> [REQUIRED ACTION]: At the line containing "Where does the yellow flower field", start repeating the entries exactly, and continue through the last line.

> [SUPPLIED INFORMATION]:
-*-*-

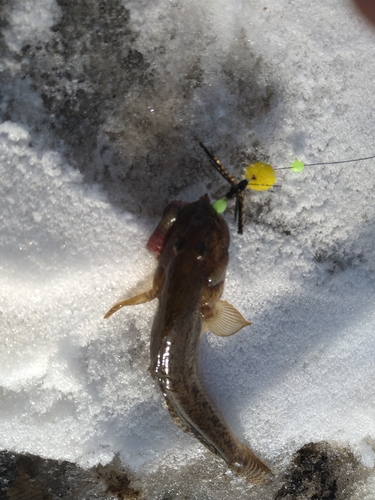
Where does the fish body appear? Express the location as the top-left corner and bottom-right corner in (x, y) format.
(105, 195), (270, 484)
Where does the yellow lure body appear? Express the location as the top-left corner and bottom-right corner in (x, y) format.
(244, 162), (276, 191)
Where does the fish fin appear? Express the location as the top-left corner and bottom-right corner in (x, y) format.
(104, 289), (156, 319)
(231, 442), (271, 485)
(205, 300), (251, 336)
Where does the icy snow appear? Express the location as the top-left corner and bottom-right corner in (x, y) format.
(0, 0), (375, 496)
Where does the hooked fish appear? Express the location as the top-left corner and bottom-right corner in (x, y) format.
(105, 195), (270, 484)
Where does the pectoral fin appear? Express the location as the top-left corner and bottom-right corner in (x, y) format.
(104, 289), (157, 319)
(203, 300), (251, 336)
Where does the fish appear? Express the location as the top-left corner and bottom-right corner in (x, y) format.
(105, 195), (270, 484)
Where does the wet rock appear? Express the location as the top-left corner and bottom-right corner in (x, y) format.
(275, 442), (367, 500)
(0, 451), (140, 500)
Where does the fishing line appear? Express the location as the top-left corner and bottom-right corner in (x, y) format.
(276, 153), (375, 172)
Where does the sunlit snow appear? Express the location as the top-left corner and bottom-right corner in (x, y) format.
(1, 0), (374, 497)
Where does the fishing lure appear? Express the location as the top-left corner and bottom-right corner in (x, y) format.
(200, 142), (249, 235)
(201, 142), (375, 234)
(200, 143), (277, 233)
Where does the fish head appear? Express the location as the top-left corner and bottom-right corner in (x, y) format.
(157, 195), (230, 294)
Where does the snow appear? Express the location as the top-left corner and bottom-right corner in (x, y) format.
(0, 0), (375, 496)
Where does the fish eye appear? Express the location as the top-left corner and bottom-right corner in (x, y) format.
(173, 236), (185, 253)
(195, 241), (207, 260)
(207, 271), (224, 286)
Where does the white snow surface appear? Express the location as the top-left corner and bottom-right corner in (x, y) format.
(1, 0), (375, 494)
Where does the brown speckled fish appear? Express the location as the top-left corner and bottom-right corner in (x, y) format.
(105, 195), (270, 484)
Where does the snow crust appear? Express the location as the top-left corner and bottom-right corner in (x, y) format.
(1, 0), (375, 495)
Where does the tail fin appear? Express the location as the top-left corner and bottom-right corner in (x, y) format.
(230, 443), (271, 485)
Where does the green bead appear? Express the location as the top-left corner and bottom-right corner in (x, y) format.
(213, 198), (227, 214)
(290, 159), (305, 172)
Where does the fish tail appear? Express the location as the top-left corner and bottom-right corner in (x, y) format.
(230, 442), (271, 485)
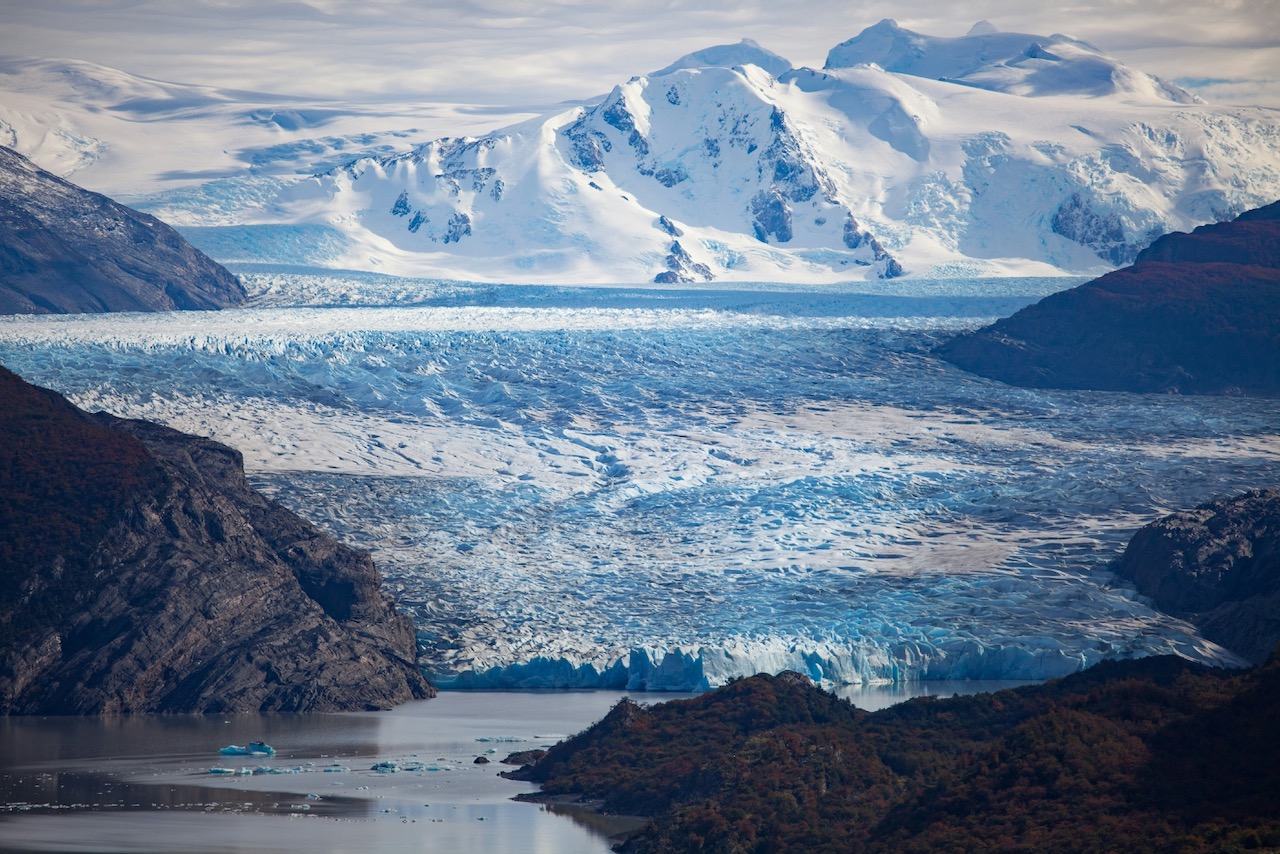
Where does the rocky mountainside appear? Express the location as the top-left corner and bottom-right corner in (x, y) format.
(268, 21), (1280, 282)
(935, 200), (1280, 395)
(1114, 489), (1280, 665)
(0, 365), (432, 714)
(0, 145), (245, 314)
(509, 656), (1280, 852)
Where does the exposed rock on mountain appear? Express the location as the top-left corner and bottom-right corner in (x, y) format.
(510, 657), (1280, 852)
(1114, 489), (1280, 665)
(936, 200), (1280, 395)
(0, 365), (432, 714)
(0, 145), (245, 314)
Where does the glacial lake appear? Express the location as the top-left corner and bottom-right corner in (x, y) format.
(0, 683), (1030, 852)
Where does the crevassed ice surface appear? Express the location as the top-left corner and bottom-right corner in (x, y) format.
(2, 274), (1276, 690)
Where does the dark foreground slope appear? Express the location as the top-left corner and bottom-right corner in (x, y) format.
(1115, 488), (1280, 665)
(0, 366), (432, 713)
(0, 145), (245, 314)
(937, 201), (1280, 396)
(510, 658), (1280, 853)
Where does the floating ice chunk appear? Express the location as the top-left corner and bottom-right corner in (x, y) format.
(208, 767), (236, 775)
(474, 736), (526, 743)
(218, 741), (275, 756)
(370, 761), (400, 773)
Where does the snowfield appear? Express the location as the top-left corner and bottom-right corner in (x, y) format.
(1, 273), (1275, 690)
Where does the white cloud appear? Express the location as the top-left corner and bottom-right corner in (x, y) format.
(0, 0), (1276, 106)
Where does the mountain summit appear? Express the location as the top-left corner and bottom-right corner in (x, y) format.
(825, 19), (1199, 102)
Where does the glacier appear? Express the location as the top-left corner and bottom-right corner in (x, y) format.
(0, 272), (1274, 690)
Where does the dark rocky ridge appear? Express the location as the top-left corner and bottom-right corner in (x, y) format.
(1114, 488), (1280, 665)
(0, 145), (245, 314)
(0, 365), (432, 714)
(509, 657), (1280, 852)
(936, 200), (1280, 396)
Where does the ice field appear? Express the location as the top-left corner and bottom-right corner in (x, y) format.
(3, 272), (1277, 690)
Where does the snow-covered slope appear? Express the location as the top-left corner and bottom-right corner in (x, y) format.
(5, 24), (1280, 284)
(274, 22), (1280, 283)
(0, 55), (534, 214)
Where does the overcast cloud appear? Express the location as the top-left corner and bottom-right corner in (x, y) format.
(0, 0), (1277, 107)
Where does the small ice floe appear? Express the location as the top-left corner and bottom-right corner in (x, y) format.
(252, 766), (300, 775)
(219, 741), (275, 756)
(475, 736), (525, 743)
(400, 761), (425, 772)
(370, 761), (400, 773)
(323, 764), (350, 773)
(208, 768), (237, 775)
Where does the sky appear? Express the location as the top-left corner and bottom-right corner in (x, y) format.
(0, 0), (1277, 108)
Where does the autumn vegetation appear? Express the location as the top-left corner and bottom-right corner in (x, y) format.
(509, 655), (1280, 852)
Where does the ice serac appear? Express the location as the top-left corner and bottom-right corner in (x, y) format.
(426, 632), (1241, 693)
(0, 145), (245, 314)
(273, 24), (1280, 282)
(0, 366), (432, 714)
(935, 200), (1280, 395)
(1114, 489), (1280, 665)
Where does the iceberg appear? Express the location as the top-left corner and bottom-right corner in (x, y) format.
(218, 741), (276, 756)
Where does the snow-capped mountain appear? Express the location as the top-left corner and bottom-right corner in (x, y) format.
(273, 21), (1280, 283)
(4, 22), (1279, 283)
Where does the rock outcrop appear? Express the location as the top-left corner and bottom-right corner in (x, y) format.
(0, 145), (246, 314)
(936, 200), (1280, 396)
(0, 365), (432, 714)
(1113, 489), (1280, 665)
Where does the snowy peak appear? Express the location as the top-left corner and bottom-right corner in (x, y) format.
(651, 38), (793, 78)
(290, 59), (903, 283)
(825, 20), (1199, 102)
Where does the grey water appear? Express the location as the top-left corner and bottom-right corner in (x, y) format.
(0, 684), (1033, 853)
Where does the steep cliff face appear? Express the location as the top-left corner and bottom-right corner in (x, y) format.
(1114, 489), (1280, 666)
(0, 365), (432, 714)
(936, 200), (1280, 396)
(0, 145), (246, 315)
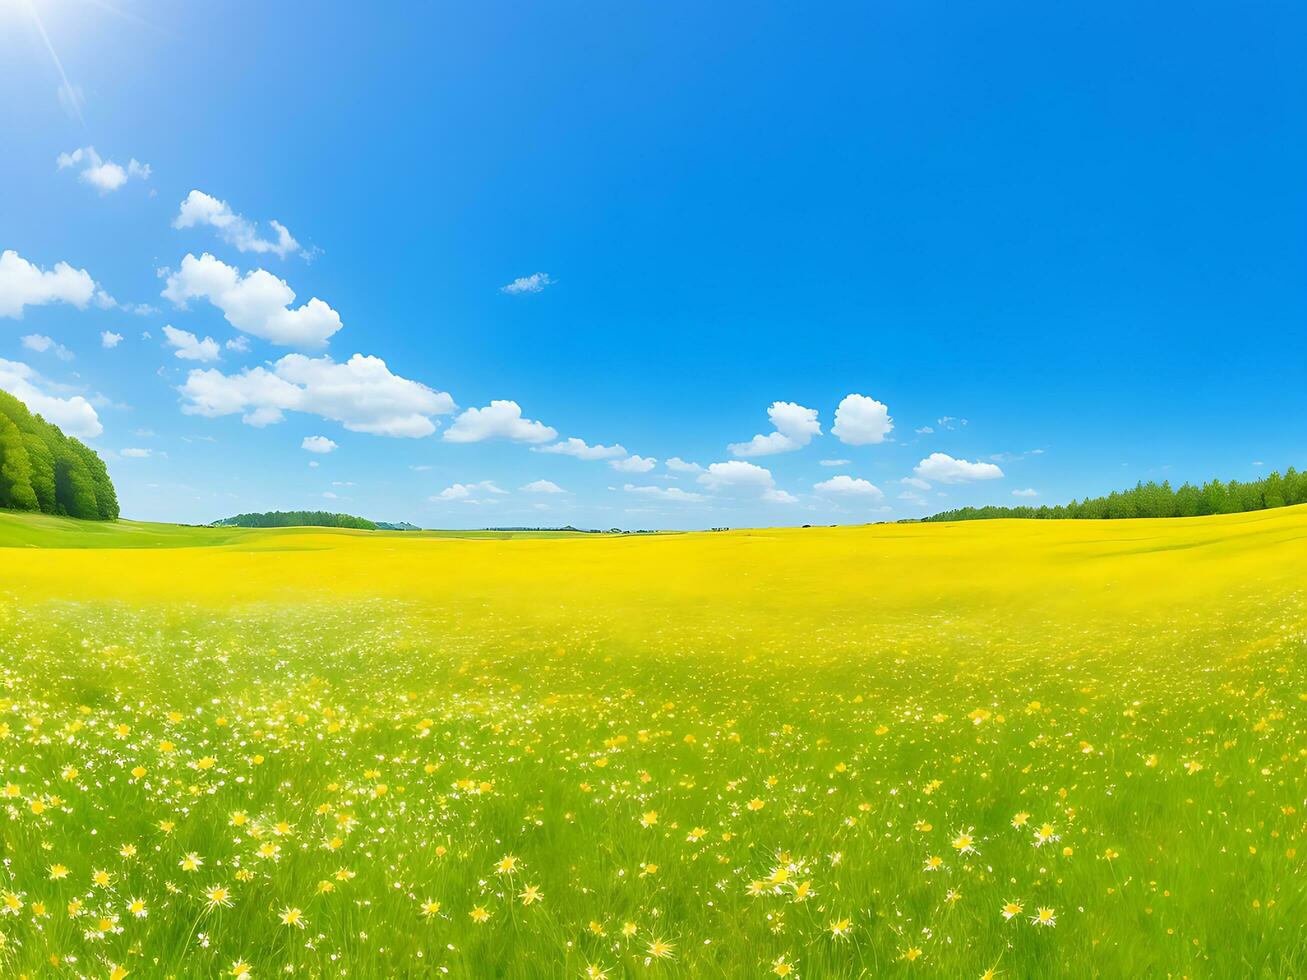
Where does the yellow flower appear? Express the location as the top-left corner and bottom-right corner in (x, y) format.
(92, 869), (112, 888)
(901, 947), (923, 962)
(469, 905), (490, 923)
(772, 954), (796, 976)
(1032, 907), (1057, 927)
(646, 937), (675, 960)
(279, 906), (306, 928)
(1000, 899), (1023, 921)
(640, 810), (659, 827)
(420, 900), (441, 919)
(828, 917), (852, 939)
(747, 798), (765, 811)
(204, 885), (233, 910)
(494, 854), (519, 874)
(48, 863), (69, 880)
(180, 852), (203, 872)
(109, 966), (130, 980)
(518, 883), (543, 906)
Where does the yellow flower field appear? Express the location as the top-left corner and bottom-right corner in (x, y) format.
(0, 508), (1303, 977)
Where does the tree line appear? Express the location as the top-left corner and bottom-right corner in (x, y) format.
(213, 511), (379, 530)
(0, 390), (119, 520)
(924, 470), (1307, 523)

-*-*-

> [ANSWER SPACE]:
Where does the yellow flower field appear? Express the location as the top-left corner and bottom-right corner in (x, y) format.
(0, 508), (1303, 977)
Where does the tree line appear? Express the location as the top-left corner and bottom-right corner in (x, y) format.
(213, 511), (379, 530)
(0, 390), (119, 520)
(924, 470), (1307, 523)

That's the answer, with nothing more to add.